**TASKS**:
**1.** In the soap-hardness thread, list the oils that swamp_deb says make harder bars.
**2.** Output the part of the soap-hardness thread starting with "I know I'm getting" and going on through "for honey! YUM!", word for word.

# How to get a harder bar?



## Chickadee_42us (Jan 24, 2003)

Less water?


----------



## swamp_deb (Jan 9, 2004)

Some oils just make softer bars. Lard, tallow, palm, palm kernel and olive all make harder bars though olive takes a little longer to harden than the others listed.

What oils are you using?


----------



## linn (Jul 19, 2005)

Try dissolving a teaspoon of salt for every pound of oils in your water before adding the lye.


----------



## halfpint (Jan 24, 2005)

The best thing to do is make sure you use enough of the harder oils listed by swamp deb. Unfortunately the percentage depends upon what other soft oils you are using, and how 'soft' they are. 

You can see the properties of most of the commonly used oils here, and which ones are hard: http://www.millersoap.com/soapdesign.html#Properties

You can add beeswax at about 1 oz per pound of oils to help make a harder bar, but if you do so you may not need to insulate your soap.

Dawn


----------



## Chickadee_42us (Jan 24, 2003)

Thanks for the comments. My bars are really great I will try the salt detail as I might be making another batch tomorrow. I only make it for household use. 
It's been a few months but I use, Olive Oil, Coconut Oil, Canola Oil, Cocoa Butter, Shea Butter, Almond Oil, Palm Oil - - - essential oils for smell. Off the top of my head that's the list. I also think, I use them after six weeks so they haven't had time to fully cure.


----------



## beaglady (Oct 7, 2002)

How much water are you using?


----------



## Maura (Jun 6, 2004)

Try leaving out the canola and balancing it with coconut. The more water you use, the longer it will take to dry and the more it will shrink. It's the oil balance that is going to effect hardness.


----------



## bowdonkey (Oct 6, 2007)

Generally the more oils used that are solid at room temperature the harder the bar.


----------



## backachersfarm (Jun 14, 2005)

Sometimes yoiu just have to let them age and dry out. There are soemsops we buy atthestore. I open them all and put them in a bowl on the counter. The bars last a lot longer then if I opened each as we use it.
Sharon


----------



## sherrybwc (Jun 21, 2009)

Chickadee_42us said:


> Less water?


Everything you EVER wanted to know about soapmaking...and then some...

http://www.thedishforum.com/forum/


----------



## meleahbee (Nov 21, 2007)

I know I'm getting in here kinda late in the game, but I just wanted to second the suggestion for adding beeswax. I just starting doing it 2 batches ago. I LOVE IT! I get a trace in my soap (goat's milk/tallow/coconut oil) in 15 seconds of stick-blendering, it imparts a lovely scent, and the bars are ready to cut the next day. I need zero insulation as I watch it go through the gel phase right before my eyes after it's poured. I love it, love it, love it!

God bless those honeybees!


----------



## MullersLaneFarm (Jul 23, 2004)

beeswax will harden the soap, but will also cut down on the lather..

Just put another honey super on my hives this weekend! Looks to be a good year for honey! YUM!


----------



## Step (Aug 4, 2005)

My soap is made from plant oils (no animal products) and use butters (cocoa, shea or mango) in most of my soap. But, when I don't add those butters, I will add a little stearic acid derived from a vegetable source, especially if the soft oils (liquid at room temperature)are more than 50% of the hard oils (not liquid at room temperature).


----------

**STORED DATA**:
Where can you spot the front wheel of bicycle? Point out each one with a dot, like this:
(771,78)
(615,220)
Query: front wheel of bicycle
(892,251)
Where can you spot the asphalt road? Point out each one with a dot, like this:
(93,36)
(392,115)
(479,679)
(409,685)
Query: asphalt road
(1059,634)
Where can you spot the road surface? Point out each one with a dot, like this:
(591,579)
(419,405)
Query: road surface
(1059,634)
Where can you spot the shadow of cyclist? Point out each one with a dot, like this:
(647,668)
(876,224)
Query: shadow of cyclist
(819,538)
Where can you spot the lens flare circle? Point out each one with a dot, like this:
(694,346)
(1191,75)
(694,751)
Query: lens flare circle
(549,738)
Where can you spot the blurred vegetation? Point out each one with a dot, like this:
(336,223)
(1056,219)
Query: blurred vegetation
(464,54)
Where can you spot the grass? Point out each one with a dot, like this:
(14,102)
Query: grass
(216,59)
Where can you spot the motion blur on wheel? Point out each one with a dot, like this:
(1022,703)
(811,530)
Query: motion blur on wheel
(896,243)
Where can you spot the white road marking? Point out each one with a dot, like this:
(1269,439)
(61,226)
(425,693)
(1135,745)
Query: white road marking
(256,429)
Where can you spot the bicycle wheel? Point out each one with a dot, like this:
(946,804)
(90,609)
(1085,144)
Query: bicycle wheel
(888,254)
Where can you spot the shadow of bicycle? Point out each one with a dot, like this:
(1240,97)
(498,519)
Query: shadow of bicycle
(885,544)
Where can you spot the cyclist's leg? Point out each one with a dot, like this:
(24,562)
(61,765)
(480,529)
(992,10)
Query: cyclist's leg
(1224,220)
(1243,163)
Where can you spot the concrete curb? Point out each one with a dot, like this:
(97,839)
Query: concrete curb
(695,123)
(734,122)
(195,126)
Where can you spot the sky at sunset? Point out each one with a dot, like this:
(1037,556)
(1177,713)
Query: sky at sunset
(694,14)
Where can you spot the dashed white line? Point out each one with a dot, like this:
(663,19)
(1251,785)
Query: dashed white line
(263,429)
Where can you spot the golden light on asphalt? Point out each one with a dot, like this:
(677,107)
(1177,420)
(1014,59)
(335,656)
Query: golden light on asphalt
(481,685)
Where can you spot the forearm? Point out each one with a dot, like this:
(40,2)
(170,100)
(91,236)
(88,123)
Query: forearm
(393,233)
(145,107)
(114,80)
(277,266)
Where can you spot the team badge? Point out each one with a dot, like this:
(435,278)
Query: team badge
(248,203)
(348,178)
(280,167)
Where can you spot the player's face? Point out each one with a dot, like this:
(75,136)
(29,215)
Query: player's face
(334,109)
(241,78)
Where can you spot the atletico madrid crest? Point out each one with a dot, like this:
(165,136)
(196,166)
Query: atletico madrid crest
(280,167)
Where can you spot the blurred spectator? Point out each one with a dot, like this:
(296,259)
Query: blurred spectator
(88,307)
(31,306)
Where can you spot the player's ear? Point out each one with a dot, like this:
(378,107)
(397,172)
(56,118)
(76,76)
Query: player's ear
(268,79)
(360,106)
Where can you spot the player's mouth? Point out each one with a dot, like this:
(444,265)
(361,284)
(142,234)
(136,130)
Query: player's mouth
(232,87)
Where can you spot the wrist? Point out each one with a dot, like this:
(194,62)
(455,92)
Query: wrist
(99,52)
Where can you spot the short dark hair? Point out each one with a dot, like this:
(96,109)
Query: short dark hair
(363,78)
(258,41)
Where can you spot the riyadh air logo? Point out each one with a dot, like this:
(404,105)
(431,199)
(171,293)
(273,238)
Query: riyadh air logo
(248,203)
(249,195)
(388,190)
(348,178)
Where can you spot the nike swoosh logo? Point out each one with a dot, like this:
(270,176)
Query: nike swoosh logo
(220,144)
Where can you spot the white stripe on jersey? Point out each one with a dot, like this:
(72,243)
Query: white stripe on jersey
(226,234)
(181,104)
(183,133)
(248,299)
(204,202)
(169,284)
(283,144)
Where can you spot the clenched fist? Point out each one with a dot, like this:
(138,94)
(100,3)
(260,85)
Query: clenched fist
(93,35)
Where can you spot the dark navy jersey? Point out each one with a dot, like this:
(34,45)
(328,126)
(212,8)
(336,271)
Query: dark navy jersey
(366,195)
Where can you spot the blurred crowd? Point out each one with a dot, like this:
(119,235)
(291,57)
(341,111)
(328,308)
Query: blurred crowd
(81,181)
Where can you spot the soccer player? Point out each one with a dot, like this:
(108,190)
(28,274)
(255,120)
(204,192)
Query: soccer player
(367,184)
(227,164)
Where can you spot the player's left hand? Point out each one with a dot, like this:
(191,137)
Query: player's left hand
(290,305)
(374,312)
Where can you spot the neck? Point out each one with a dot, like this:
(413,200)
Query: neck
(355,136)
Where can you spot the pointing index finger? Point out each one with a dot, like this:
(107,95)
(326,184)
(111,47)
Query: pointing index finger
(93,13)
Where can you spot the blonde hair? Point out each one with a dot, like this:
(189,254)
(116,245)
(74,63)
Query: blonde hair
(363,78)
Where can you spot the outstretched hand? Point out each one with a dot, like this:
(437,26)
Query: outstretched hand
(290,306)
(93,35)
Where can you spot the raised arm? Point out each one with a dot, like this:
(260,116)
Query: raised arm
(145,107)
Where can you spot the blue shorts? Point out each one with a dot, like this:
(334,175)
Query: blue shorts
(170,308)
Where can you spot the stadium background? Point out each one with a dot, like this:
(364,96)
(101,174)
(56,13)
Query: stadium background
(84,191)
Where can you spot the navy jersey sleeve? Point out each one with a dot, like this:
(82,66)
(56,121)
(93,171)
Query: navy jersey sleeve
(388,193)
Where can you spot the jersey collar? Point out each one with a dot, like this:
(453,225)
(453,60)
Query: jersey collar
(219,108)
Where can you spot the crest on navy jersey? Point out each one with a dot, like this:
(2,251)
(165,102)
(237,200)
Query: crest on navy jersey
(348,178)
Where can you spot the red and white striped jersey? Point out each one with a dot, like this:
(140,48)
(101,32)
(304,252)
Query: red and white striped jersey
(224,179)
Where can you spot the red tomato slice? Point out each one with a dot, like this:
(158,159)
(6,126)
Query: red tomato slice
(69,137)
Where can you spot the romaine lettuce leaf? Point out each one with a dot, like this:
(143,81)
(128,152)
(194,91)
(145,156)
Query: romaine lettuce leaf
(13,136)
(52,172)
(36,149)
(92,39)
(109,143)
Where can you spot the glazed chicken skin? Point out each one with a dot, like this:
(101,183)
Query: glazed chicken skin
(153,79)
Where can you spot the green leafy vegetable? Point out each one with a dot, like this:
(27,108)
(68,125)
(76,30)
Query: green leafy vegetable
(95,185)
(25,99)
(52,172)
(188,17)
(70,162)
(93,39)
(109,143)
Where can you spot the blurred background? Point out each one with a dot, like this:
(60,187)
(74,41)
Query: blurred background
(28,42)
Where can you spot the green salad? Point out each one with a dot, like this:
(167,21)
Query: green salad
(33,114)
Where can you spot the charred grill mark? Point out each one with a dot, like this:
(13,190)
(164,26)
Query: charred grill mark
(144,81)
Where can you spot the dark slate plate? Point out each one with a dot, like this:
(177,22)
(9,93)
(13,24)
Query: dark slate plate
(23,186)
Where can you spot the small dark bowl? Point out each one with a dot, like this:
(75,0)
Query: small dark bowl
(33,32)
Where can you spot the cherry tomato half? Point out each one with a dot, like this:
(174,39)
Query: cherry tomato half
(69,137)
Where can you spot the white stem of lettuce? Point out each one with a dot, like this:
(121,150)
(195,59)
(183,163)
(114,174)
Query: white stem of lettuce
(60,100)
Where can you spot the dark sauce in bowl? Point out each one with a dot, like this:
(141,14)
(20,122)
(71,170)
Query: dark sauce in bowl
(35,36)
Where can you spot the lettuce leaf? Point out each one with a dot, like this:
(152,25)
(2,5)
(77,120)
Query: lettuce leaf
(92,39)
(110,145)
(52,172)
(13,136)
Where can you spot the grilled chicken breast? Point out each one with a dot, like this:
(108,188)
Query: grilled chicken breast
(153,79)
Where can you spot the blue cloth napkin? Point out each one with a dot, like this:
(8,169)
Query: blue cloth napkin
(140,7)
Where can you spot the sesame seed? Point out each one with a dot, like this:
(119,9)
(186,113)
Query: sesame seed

**RESULTS FOR EACH TASK**:
**1.** Lard, tallow, palm, palm kernel, olive

**2.**
I know I'm getting in here kinda late in the game, but I just wanted to second the suggestion for adding beeswax. I just starting doing it 2 batches ago. I LOVE IT! I get a trace in my soap (goat's milk/tallow/coconut oil) in 15 seconds of stick-blendering, it imparts a lovely scent, and the bars are ready to cut the next day. I need zero insulation as I watch it go through the gel phase right before my eyes after it's poured. I love it, love it, love it!

God bless those honeybees!


----------



## MullersLaneFarm (Jul 23, 2004)

beeswax will harden the soap, but will also cut down on the lather..

Just put another honey super on my hives this weekend! Looks to be a good year for honey! YUM!